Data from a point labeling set
****************************************

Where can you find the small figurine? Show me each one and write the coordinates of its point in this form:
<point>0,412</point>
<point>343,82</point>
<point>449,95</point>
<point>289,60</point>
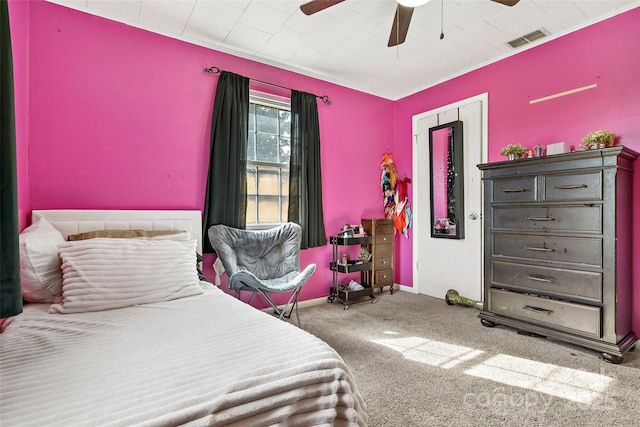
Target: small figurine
<point>453,297</point>
<point>365,256</point>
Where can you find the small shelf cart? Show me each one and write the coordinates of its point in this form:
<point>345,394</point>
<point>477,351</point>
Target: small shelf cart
<point>340,293</point>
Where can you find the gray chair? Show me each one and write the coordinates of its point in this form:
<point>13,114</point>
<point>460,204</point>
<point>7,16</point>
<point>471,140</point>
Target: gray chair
<point>264,262</point>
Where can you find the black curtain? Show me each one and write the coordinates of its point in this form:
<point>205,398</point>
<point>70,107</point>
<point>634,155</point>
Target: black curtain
<point>305,178</point>
<point>10,291</point>
<point>226,198</point>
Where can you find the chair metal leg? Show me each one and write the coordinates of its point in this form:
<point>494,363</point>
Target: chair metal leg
<point>282,313</point>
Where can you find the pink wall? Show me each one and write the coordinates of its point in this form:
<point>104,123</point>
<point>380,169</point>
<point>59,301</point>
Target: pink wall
<point>604,54</point>
<point>120,118</point>
<point>19,23</point>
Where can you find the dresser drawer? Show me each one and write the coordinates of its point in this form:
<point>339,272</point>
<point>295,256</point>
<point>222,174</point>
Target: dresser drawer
<point>383,278</point>
<point>380,261</point>
<point>584,284</point>
<point>585,186</point>
<point>383,235</point>
<point>581,218</point>
<point>557,314</point>
<point>519,189</point>
<point>576,250</point>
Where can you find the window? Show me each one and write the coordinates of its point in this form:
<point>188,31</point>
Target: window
<point>268,153</point>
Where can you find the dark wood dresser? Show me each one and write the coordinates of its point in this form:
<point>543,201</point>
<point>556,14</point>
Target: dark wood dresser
<point>381,248</point>
<point>558,239</point>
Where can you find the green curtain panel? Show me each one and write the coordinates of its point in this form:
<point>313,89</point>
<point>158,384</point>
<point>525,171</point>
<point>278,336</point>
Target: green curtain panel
<point>10,291</point>
<point>226,197</point>
<point>305,177</point>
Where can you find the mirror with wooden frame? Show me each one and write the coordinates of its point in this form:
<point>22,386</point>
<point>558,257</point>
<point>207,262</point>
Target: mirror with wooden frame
<point>447,181</point>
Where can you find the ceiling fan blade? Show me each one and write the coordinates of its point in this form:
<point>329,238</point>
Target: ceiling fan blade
<point>400,27</point>
<point>507,2</point>
<point>314,6</point>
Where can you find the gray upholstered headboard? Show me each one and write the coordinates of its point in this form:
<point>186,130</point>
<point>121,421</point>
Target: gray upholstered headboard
<point>69,221</point>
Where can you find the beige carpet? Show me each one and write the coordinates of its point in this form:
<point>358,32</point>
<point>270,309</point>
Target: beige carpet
<point>420,362</point>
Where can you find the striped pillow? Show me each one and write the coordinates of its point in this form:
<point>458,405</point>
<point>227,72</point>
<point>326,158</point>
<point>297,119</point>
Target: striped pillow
<point>106,273</point>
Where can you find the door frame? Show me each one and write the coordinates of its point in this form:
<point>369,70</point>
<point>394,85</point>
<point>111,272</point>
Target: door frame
<point>420,218</point>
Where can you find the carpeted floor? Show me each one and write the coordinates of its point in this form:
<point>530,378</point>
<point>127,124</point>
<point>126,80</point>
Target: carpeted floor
<point>420,362</point>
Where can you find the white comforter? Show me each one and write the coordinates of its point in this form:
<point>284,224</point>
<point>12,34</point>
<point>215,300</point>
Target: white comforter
<point>200,360</point>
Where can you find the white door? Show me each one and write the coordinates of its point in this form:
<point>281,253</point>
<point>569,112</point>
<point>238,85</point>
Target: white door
<point>442,264</point>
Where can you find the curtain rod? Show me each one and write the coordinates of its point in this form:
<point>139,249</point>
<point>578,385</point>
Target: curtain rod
<point>216,70</point>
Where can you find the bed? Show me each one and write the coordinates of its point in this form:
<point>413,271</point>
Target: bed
<point>187,356</point>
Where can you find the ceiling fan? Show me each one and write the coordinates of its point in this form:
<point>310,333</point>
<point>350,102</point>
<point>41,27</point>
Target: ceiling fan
<point>402,18</point>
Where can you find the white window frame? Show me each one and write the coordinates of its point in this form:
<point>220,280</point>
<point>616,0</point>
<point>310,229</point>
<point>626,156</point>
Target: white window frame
<point>282,104</point>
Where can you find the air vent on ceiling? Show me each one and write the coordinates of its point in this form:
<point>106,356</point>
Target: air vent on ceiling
<point>528,38</point>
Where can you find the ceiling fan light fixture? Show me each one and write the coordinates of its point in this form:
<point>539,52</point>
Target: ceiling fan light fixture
<point>412,3</point>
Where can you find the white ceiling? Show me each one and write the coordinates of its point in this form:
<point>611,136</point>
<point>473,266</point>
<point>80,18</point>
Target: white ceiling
<point>346,44</point>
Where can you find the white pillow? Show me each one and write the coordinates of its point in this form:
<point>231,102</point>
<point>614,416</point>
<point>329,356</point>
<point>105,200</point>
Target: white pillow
<point>39,262</point>
<point>105,273</point>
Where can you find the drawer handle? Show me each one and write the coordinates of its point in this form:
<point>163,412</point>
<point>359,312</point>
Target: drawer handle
<point>537,309</point>
<point>529,248</point>
<point>570,186</point>
<point>541,278</point>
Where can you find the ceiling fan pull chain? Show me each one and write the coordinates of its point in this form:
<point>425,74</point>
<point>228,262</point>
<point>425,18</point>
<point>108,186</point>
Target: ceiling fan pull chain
<point>441,19</point>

****************************************

▸ **SHORT PROBLEM**: Render the data as a JSON list of strings, one string per line and no blank lines. Start at the line containing "Where can you find the air" and end at the line containing "<point>346,44</point>".

▸ **OUTPUT**:
[
  "Where can you find the air vent on ceiling? Show me each one and write the coordinates of its point in this form:",
  "<point>106,356</point>",
  "Target: air vent on ceiling",
  "<point>528,38</point>",
  "Where can you find the ceiling fan light fixture? Show me each one and write the coordinates of its point in this form:",
  "<point>539,52</point>",
  "Target: ceiling fan light fixture",
  "<point>412,3</point>",
  "Where can you find the white ceiling? Show me each one and write the coordinates of its point in this form:",
  "<point>611,136</point>",
  "<point>473,266</point>",
  "<point>80,18</point>",
  "Target: white ceiling",
  "<point>346,44</point>"
]